Aim
Which lines in the rows below contain the word "Trace"? Extract each such line in full.

Listed records

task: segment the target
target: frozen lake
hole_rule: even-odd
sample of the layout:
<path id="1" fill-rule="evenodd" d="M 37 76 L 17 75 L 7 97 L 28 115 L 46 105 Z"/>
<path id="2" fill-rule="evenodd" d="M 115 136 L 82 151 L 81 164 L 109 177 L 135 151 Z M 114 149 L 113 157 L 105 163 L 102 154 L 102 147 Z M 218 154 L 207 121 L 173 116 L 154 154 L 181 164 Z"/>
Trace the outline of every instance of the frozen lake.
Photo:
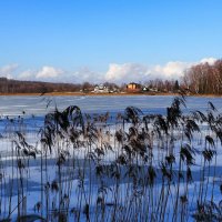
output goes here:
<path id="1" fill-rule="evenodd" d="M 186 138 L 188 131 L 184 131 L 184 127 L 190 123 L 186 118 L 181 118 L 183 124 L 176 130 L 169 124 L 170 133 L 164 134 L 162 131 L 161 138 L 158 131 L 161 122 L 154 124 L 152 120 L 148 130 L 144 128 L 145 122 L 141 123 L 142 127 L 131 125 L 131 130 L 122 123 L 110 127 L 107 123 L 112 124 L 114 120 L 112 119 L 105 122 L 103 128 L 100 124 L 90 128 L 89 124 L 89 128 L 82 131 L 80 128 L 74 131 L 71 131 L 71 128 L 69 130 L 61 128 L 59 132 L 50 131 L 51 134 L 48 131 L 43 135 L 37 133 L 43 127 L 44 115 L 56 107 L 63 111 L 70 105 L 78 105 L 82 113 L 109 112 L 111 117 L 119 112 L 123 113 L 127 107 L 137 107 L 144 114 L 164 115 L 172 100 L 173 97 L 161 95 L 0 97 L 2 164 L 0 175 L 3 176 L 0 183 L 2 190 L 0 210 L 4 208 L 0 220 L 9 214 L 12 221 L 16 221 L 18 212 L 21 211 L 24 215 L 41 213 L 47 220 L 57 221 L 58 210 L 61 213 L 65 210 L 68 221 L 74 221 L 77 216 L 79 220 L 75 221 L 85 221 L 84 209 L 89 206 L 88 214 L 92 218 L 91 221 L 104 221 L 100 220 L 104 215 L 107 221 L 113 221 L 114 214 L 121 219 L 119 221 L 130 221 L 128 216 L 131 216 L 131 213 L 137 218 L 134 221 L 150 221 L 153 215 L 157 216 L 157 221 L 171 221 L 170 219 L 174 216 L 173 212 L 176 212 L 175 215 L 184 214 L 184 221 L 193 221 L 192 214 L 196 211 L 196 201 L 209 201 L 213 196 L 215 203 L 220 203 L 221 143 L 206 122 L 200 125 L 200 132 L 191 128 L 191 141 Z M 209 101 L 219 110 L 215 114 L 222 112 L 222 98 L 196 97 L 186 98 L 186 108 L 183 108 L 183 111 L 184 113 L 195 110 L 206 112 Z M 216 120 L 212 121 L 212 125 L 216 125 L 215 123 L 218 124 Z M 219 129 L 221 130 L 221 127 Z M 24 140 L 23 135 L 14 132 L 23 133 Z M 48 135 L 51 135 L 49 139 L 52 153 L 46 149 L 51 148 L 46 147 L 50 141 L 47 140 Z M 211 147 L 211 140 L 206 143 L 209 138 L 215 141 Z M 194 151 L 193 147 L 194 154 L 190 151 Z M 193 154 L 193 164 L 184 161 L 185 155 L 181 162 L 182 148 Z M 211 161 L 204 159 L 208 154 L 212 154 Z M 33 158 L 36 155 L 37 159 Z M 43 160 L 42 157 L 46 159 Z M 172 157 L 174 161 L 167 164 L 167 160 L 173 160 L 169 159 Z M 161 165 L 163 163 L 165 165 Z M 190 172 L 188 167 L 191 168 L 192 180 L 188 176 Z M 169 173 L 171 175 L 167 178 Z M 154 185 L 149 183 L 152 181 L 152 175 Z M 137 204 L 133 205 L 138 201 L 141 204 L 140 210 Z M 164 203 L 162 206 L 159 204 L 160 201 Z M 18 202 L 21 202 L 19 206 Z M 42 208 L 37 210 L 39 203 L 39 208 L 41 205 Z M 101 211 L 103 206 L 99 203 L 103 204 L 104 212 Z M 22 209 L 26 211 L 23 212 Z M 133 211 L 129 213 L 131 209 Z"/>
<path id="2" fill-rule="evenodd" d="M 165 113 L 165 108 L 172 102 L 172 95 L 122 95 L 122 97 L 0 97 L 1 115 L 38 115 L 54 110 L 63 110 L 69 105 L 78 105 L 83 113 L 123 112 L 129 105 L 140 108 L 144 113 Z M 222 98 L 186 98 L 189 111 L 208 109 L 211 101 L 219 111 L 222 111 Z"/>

==

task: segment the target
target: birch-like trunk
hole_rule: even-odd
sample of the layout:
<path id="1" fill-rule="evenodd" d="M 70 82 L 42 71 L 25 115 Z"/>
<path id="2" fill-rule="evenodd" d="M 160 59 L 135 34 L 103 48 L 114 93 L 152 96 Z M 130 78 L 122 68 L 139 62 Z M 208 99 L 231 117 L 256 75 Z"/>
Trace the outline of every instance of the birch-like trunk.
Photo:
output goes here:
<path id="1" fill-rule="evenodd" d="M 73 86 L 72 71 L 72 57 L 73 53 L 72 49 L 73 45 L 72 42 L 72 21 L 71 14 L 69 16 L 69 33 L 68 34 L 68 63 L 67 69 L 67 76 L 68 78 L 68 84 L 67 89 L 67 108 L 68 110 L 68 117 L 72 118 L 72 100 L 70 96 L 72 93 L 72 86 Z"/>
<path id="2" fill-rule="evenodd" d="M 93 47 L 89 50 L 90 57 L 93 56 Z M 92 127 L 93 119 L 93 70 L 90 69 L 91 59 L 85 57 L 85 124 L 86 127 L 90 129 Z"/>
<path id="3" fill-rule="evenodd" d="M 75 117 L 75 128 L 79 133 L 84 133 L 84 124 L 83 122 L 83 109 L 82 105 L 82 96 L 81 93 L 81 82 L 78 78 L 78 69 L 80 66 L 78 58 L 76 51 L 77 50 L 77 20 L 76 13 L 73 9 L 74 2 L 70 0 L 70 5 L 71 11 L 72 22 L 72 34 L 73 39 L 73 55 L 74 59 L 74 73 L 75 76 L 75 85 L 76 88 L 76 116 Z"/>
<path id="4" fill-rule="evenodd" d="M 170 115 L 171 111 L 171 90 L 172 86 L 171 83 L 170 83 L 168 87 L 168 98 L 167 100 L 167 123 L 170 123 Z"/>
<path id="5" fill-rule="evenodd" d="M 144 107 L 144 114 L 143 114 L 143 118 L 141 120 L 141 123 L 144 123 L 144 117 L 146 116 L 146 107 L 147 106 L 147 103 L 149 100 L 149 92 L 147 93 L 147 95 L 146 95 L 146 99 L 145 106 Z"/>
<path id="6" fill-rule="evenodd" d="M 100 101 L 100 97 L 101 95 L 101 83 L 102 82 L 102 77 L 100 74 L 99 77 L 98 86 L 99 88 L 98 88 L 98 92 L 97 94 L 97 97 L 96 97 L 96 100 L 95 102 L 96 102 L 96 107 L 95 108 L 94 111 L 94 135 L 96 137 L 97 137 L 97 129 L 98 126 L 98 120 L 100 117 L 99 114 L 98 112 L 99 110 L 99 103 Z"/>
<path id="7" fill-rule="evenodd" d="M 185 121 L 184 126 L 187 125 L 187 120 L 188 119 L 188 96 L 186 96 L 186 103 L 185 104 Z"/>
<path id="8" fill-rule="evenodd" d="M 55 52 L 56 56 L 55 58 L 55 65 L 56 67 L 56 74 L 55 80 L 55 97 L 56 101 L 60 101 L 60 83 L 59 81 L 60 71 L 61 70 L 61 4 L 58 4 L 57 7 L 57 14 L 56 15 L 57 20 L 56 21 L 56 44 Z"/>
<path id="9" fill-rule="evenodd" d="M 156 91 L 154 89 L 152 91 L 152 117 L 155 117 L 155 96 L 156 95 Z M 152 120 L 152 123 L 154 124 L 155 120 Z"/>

...

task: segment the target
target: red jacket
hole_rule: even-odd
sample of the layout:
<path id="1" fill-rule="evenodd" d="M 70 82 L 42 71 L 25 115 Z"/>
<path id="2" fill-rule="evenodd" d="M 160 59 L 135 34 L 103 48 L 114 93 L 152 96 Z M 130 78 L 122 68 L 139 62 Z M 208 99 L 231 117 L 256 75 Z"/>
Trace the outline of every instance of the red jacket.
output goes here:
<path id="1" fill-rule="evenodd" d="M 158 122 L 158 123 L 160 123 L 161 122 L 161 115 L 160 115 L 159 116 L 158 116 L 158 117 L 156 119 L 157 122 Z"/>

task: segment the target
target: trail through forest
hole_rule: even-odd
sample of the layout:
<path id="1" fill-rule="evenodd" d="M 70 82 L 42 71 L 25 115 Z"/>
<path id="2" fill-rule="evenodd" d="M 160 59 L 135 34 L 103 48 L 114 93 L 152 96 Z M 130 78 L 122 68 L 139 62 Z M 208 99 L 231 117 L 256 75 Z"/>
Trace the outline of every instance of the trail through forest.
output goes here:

Response below
Trace the outline of every instance of the frozen lake.
Trace the outline of every instance of the birch-like trunk.
Trace the outline of every instance of the red jacket.
Trace the outline of every instance of the trail through forest.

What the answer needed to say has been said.